Mercedes unhappy despite extending lead in F1 title race

Leave a comment

SEPANG, Malaysia (AP) Mercedes is giving a false impression of dominance in this season’s Formula One championship.

That’s the opinion of the team’s head of motorsport, Toto Wolff.

On the surface, all appears on track with just five races remaining in the season:

– Lewis Hamilton leads by 34 points from Ferrari’s Sebastian Vettel.

– Mercedes is 118 points clear of Ferrari and close to sealing a fourth straight constructors’ championship.

– Hamilton is odds-on for a third F1 title in four years with Mercedes, and fourth overall.

Yet the mood after Sunday’s Malaysian Grand Prix was almost despondent, despite Hamilton finishing in second place and Vettel fourth.

The bare result glosses over the fact that Vettel, starting from last place on the grid after an engine problem ended his qualifying, almost got a podium position. Vettel was lapping nearly one second faster than Hamilton and overtook Mercedes driver Valtteri Bottas, even though Bottas started fifth.

Red Bull’s Max Verstappen overtook Hamilton with ease early on to win the race.

“It’s just so painful. The pace of Ferrari and Red Bull was very good,” Wolff said. “That is the underlying feeling with all of us: We need to understand why we underperform on certain circuits (with) very high temperatures.”

Ferrari’s other driver, Kimi Raikkonen, was not able to start because of a suspected turbo problem. Raikkonen could well have challenged for a win, given Ferrari’s pace and that he qualified in second place.

Two weeks ago in Singapore, Vettel started from pole position and looked set to regain the championship lead. Raikkonen was perfectly placed to help him, sitting ahead of both Mercedes cars on the grid. But Vettel caused a crash that took out both Ferraris, and two other cars, and handed the initiative to Hamilton.

“We have built our advantage over Ferrari in the last two races because of them shunting out in Singapore, Sebastian’s engine problems in qualifying, and Kimi’s problems in the race,” Wolff said Sunday in the Mercedes motorhome. “If they finished the races as they should have performed, we would not have increased our points advantage, but would have lost many points to them.”

## SET TASKS:
**A.** Copy out the Formula One article word for word, everything from "That’s the opinion" down to "and fourth overall.".
**B.** Write what comes next in the Formula One article, picking up after its last sentence.
The lines that come after the article play no part in what is asked here.

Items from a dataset
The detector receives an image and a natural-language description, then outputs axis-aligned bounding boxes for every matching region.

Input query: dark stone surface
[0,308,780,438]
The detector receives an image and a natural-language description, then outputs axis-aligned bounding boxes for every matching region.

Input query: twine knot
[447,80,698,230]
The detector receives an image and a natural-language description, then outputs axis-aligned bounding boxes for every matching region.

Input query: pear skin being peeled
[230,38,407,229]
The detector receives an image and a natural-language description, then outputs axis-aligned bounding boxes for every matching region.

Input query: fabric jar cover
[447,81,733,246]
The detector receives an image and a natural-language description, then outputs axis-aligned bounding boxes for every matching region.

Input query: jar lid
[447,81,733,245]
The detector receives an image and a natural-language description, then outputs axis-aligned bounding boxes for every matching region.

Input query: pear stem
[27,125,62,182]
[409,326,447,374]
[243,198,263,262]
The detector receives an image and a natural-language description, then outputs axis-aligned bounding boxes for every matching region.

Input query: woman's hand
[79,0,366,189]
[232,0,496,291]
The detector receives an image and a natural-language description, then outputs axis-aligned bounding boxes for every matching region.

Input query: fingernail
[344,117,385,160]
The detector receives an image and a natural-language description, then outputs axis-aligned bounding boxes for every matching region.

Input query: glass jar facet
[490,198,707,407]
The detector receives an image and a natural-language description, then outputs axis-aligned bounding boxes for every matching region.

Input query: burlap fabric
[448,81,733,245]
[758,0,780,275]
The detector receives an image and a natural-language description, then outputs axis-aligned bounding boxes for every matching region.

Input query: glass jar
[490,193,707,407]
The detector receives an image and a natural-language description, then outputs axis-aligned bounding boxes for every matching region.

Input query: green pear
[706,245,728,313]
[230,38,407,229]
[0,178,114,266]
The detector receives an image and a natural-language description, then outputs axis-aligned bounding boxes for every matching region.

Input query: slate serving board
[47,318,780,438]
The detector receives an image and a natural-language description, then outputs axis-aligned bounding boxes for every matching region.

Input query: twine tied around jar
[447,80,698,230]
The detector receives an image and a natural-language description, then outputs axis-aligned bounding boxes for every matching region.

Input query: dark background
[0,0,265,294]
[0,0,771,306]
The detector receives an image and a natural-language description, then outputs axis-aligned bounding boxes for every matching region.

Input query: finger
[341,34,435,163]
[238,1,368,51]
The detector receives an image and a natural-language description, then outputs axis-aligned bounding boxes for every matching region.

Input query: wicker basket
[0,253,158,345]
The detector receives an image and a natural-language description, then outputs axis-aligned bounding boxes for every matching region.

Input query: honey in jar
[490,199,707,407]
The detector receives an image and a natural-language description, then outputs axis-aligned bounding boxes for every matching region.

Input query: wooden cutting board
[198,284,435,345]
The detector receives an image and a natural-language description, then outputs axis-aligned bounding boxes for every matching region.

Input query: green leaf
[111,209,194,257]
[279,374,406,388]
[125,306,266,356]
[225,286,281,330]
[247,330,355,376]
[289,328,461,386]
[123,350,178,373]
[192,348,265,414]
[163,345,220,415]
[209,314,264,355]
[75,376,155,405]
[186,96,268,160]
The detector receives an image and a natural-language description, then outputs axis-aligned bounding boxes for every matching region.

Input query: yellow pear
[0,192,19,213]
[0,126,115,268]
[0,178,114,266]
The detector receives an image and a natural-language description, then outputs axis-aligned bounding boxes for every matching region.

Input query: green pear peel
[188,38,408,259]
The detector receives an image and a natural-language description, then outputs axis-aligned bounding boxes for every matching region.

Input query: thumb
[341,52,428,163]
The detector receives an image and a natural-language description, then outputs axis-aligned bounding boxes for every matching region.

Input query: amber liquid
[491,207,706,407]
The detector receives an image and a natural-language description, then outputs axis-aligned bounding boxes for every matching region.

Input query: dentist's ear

## ANSWERS GIVEN:
**A.**
That’s the opinion of the team’s head of motorsport, Toto Wolff.

On the surface, all appears on track with just five races remaining in the season:

– Lewis Hamilton leads by 34 points from Ferrari’s Sebastian Vettel.

– Mercedes is 118 points clear of Ferrari and close to sealing a fourth straight constructors’ championship.

– Hamilton is odds-on for a third F1 title in four years with Mercedes, and fourth overall.

**B.**
Mercedes encountered problems with tire set up and rear balance issues earlier in the season, when Ferrari was on top. The problems have since been offset by the brilliant driving of Hamilton, who has managed to extract the most out of the car and find extra pace in qualifying following tough practice sessions.

“We have a very capricious car that has a very narrow window with the tires. Dipping in and out of the window is the fundamental story of 2017,” Wolff said. “We are looking at our own level of performance. How can we fix our issues? Benefiting from Ferrari’s problems shouldn’t hide that they have (been quicker) this race.”

Red Bull was also quicker.

“To beat Mercedes fair and square was beyond our expectation,” Red Bull team principal Christian Horner said. “I thought we had a great race car but I didn’t think it was going to be quite that great.”

Hamilton rarely gets beaten for pace, especially when starting from pole position.

“Even if I had closed the door and held Verstappen back on that lap, he would have got me on another,” Hamilton said. “When he passed me he was pulling away eight-tenths (of a second) quicker. There was nothing I could do.”

Hamilton predicted he would have finished third, had Raikkonen started.

“There are some issues with the car that we don’t fully understand,” Hamilton said. “Problems happening throughout the weekend that are just not acceptable for this great team.”

Mercedes struggled in practice for Malaysia, with Hamilton no higher than fifth as the Ferrari’s placed 1-2 in second and third practice.

“We happened to get the set up just OK for qualifying,” Hamilton said. “That was partly really good work from the engineers, but also fortunate.”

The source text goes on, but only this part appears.